What is needed:
Copy all of the material word for word, except for the pictures.

Information shown:
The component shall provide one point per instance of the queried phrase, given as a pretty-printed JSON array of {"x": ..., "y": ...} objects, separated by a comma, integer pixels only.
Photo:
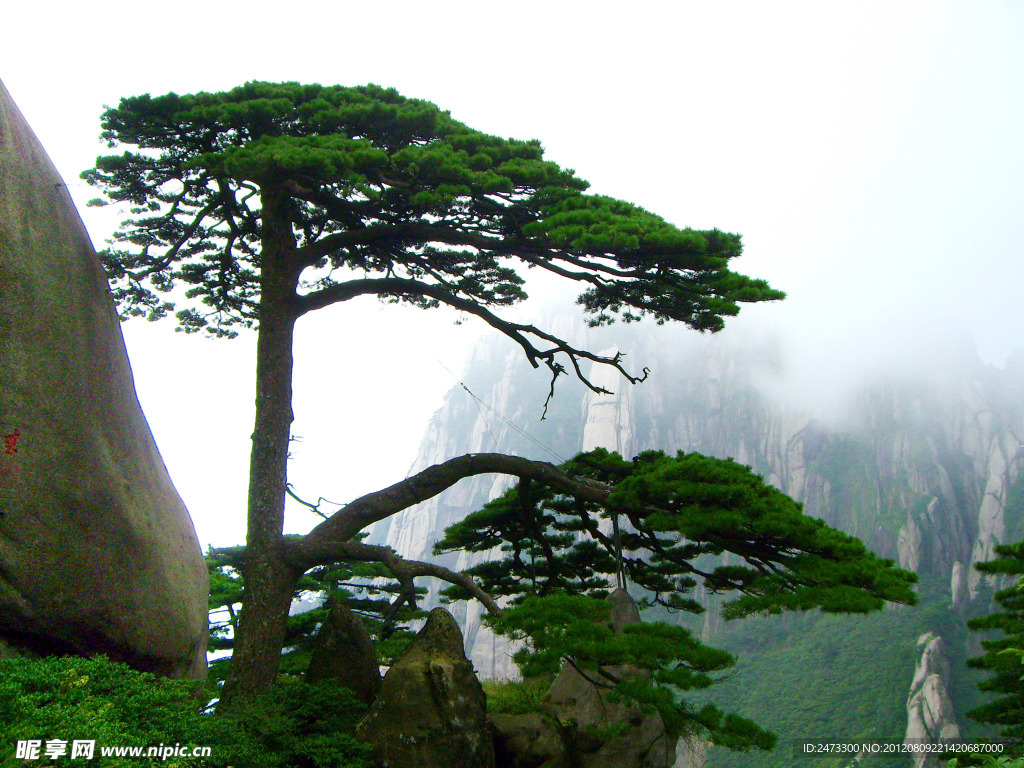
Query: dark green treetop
[
  {"x": 379, "y": 195},
  {"x": 668, "y": 515}
]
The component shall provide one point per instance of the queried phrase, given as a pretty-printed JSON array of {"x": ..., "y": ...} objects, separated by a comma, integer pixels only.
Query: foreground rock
[
  {"x": 430, "y": 712},
  {"x": 97, "y": 552},
  {"x": 344, "y": 652},
  {"x": 574, "y": 699}
]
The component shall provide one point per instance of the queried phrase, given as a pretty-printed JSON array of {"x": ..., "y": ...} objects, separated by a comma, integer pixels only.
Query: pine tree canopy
[
  {"x": 1004, "y": 656},
  {"x": 359, "y": 190},
  {"x": 662, "y": 521}
]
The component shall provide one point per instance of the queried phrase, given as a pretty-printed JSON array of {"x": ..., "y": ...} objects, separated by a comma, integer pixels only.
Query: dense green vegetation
[
  {"x": 68, "y": 698},
  {"x": 274, "y": 200},
  {"x": 1005, "y": 652},
  {"x": 662, "y": 529}
]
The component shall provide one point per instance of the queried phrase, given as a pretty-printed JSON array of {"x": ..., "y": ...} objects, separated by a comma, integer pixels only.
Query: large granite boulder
[
  {"x": 344, "y": 652},
  {"x": 97, "y": 552},
  {"x": 430, "y": 712}
]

Result of the task:
The component shall provide one point per instance of the queried phrase, given as a pretty-printed JSON array of {"x": ..., "y": ...} objects, separated by a comma, integer pixels only.
Photo:
Query: dark green treetop
[
  {"x": 379, "y": 195},
  {"x": 668, "y": 515}
]
The component shall provide one point per instance of the queried phrase, given as a pretty-printed JSON array of {"x": ..., "y": ...} objects, separated by a comma, integer pixels only.
Query: foreground rock
[
  {"x": 430, "y": 712},
  {"x": 97, "y": 552},
  {"x": 344, "y": 652},
  {"x": 574, "y": 699}
]
The component shall provide one point per instance of the queried phrase, given as a pretty-printed JSON array of {"x": ..., "y": ...} objects, separated by a comma, integer pixels only.
Query: pine tree canopy
[
  {"x": 1004, "y": 656},
  {"x": 359, "y": 190},
  {"x": 662, "y": 521}
]
The component shall provide one point per instance of the queried phrase, given as a pretty-printed JSON array of {"x": ..., "y": ...} objects, separated by a comma, integer pixels only.
Query: dense green vegetation
[
  {"x": 68, "y": 698},
  {"x": 274, "y": 200},
  {"x": 1005, "y": 652},
  {"x": 662, "y": 529}
]
The component shall provide one point per instance of the queried phrase, given as a pretty-printed JSON array of {"x": ..., "y": ...} objects, separated by a comma, integer pixels only.
Query: large granite boulder
[
  {"x": 344, "y": 652},
  {"x": 97, "y": 552},
  {"x": 430, "y": 712}
]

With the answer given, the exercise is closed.